WHAT THE TASK ASKS: The records are to be restated in their entirety, word for word.

[Pointing dataset excerpts]
________________

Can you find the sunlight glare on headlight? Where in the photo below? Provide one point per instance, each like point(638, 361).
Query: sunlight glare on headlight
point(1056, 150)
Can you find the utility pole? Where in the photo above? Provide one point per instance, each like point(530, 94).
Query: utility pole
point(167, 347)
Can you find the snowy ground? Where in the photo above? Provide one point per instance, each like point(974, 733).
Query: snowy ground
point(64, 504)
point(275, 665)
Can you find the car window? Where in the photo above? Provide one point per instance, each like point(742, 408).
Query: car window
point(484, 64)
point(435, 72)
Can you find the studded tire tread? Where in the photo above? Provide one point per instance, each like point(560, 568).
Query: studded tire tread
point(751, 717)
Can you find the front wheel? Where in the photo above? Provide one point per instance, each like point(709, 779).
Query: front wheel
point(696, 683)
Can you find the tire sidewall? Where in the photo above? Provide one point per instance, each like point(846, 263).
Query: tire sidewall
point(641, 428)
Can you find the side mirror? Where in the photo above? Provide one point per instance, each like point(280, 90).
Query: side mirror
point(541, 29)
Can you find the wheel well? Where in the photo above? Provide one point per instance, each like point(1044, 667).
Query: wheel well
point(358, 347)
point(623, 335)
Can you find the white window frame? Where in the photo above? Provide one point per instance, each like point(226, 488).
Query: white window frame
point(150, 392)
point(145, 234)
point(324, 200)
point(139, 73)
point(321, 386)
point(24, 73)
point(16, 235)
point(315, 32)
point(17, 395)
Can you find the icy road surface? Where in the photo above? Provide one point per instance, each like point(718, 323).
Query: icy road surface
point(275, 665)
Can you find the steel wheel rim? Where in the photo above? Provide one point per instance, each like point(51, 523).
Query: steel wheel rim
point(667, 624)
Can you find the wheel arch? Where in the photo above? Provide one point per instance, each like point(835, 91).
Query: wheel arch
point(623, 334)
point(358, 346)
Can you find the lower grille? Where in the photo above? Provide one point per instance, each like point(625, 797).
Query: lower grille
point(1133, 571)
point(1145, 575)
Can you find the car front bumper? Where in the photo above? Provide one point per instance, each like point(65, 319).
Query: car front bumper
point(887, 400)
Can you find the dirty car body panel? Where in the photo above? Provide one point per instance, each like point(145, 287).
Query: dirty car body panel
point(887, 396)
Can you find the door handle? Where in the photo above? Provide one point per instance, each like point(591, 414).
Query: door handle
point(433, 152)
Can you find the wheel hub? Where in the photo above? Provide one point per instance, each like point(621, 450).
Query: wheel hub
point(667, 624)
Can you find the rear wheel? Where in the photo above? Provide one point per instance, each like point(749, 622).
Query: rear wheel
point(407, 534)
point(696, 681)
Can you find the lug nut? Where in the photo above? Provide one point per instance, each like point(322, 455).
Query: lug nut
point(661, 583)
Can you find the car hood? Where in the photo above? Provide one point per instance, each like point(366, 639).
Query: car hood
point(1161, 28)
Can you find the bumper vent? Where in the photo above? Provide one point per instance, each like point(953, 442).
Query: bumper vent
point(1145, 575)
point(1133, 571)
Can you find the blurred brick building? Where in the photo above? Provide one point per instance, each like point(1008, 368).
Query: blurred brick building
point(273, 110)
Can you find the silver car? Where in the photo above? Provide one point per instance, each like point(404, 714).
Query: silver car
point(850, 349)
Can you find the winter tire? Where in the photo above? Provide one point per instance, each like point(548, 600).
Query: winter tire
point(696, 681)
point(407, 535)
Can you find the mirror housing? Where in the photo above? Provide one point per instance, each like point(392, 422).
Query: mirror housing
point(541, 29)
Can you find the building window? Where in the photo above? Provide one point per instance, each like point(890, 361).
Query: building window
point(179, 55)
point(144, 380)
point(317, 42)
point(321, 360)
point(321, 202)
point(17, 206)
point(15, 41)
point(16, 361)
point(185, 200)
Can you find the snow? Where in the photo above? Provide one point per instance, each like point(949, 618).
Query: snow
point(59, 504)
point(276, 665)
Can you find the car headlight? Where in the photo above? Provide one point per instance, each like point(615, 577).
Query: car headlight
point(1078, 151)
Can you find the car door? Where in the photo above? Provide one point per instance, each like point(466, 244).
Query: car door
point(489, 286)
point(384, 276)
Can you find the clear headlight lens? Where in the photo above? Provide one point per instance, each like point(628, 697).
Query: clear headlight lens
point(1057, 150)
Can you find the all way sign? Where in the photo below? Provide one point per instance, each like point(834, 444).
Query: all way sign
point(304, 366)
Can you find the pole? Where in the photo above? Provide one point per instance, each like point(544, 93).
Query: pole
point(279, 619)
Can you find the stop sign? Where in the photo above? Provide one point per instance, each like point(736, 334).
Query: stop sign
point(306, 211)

________________

SOLUTION TO THE EXERCISE:
Can you find the sunlight glare on headlight? Where in the photo below? Provide one point per instance, each like point(638, 361).
Query: sunlight glare on headlight
point(1056, 150)
Can you find the utility pole? Where in the photo above? Provide one point per instance, each like point(530, 94).
Query: utility pole
point(167, 347)
Can you find the snowy ground? Where in the photo above? Provide one point per instance, each like point(974, 733).
Query: snowy ground
point(64, 504)
point(275, 665)
Can you find the car window? Where in the photo above? Provide one point per instance, each like point(742, 408).
Query: car window
point(484, 64)
point(435, 72)
Can you find the studded tire tread? Where in the photo above? Provide one point per instance, each like point(560, 568).
Query: studded tire tread
point(751, 717)
Can you find the front wheel? Where in the photo above? Provide one point per instance, each like point(709, 779).
Query: front wheel
point(696, 683)
Can you find the tire sidewall? Where in the photo above? Provide one point per instance, each like point(846, 263).
Query: tire sidewall
point(641, 428)
Can you find the side mirror? Where in the photo above? Provide one point per instance, each like point(280, 90).
Query: side mirror
point(541, 29)
Can you find the wheel well? Where in the photo above? Provide one point per instance, each like point(1044, 667).
Query: wheel well
point(358, 347)
point(623, 335)
Can you find the white window frame? Where in the photo above? Provide one point per instance, each like point(226, 488).
Query: white window frame
point(150, 392)
point(145, 234)
point(324, 200)
point(139, 73)
point(321, 386)
point(24, 73)
point(16, 235)
point(315, 32)
point(17, 395)
Can you find the icy road surface? Where in the photo above? Provide one point per instance, each like point(718, 323).
Query: icy road surface
point(275, 665)
Can you find the steel wheel rim? Where in the photo above? Provide one point per instance, each like point(51, 523).
Query: steel wheel rim
point(667, 624)
Can you find the wheel arch? Where in the photo above? Provide one point per instance, each like point(835, 91).
Query: wheel arch
point(623, 334)
point(358, 346)
Can you find the lower grille? Where in the photo above? Provide one point per instance, each like point(625, 797).
Query: lower grille
point(1133, 571)
point(1145, 575)
Can you find the car front bumper? Where in the photo above? Provide one point per instance, each like point(65, 319).
Query: car front bumper
point(887, 400)
Can you find the dirty car body panel? Where in the photo above? Provide one point per instance, each like point(145, 287).
Query: dirty car body panel
point(887, 396)
Can you find the door handle? Where in the photo above? Provide one point per instance, each like point(591, 414).
Query: door handle
point(433, 152)
Can you find the wheel hub? Where in the photo above? Provide one point per instance, each like point(621, 450).
Query: wheel hub
point(667, 624)
Can you find the rear wheel? Where in the photo above? Provide one point per instance, each like point(749, 622).
Query: rear wheel
point(407, 534)
point(696, 681)
Can you find the lug nut? Where in the photo above? Provide one point per instance, each like point(322, 455).
Query: lug nut
point(661, 583)
Can you find the car hood? Where in the photo above? Provide one point per instance, each like point(366, 639).
Query: car hood
point(1161, 28)
Can you find the bumper vent? Where in the photo above? Provide one point per instance, each like point(953, 442).
Query: bumper vent
point(1145, 575)
point(1133, 571)
Can you find the blurred brick building? Where in the photo above? Provide one point per instance, each like point(1008, 368).
Query: blurred brick building
point(273, 110)
Can you find the silver car? Where in the photo above? Provide one point per instance, each like point(404, 714).
Query: silver car
point(850, 349)
Can you find the winter tire? Where in the photo above? Provide one point per instance, each like point(548, 600).
Query: winter tire
point(696, 681)
point(407, 535)
Can you find the mirror housing? Where in the photo above? Provide one point per instance, each like point(392, 422).
Query: mirror housing
point(541, 29)
Can you find the building window? Where in the photo above? Provide one point per instance, each like point(890, 361).
Query: building window
point(179, 55)
point(144, 380)
point(317, 42)
point(321, 360)
point(321, 202)
point(17, 206)
point(15, 41)
point(16, 361)
point(185, 200)
Can you find the snow? Where in the photo above? Provide one point per instance, each like point(949, 618).
Query: snow
point(59, 504)
point(276, 665)
Can you find the car headlight? Where in the photo above? Provide one point per instance, each like point(615, 577).
Query: car headlight
point(1078, 151)
Can you find the car door? Where in the photo above? Provide one point per instance, each like point(466, 244).
Query: car door
point(489, 286)
point(384, 276)
Can you find the clear headlight lens? Where in the photo above? Provide one point per instance, each like point(628, 697).
Query: clear headlight lens
point(1057, 150)
Can you find the all way sign? Where in the photo below? Provide one point per instance, each like point(834, 444).
Query: all way sign
point(304, 366)
Can you find the pole? Where in the photo above? Provide one point per instance, each like point(544, 93).
Query: pole
point(279, 619)
Can you find the stop sign? Where in the photo above? Provide one point per instance, each like point(736, 334).
Query: stop sign
point(306, 211)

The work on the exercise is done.